WHAT IS BEING ASKED
Only one number is wanted here: how many lines of the data hold "orange".

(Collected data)
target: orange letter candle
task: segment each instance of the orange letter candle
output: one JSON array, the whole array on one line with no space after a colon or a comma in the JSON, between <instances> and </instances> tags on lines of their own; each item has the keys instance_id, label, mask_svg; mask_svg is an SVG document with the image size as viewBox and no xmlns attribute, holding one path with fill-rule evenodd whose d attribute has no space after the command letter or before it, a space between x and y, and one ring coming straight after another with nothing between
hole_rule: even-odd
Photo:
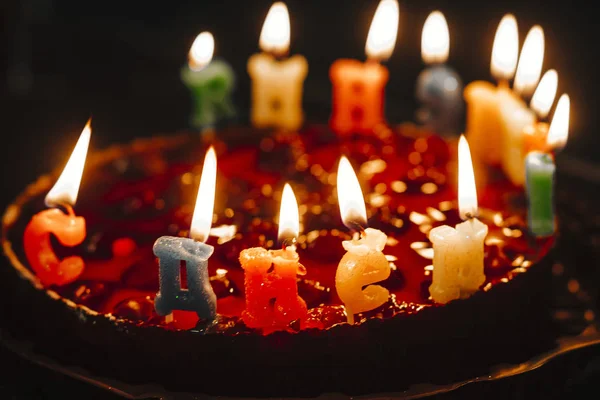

ANSWER
2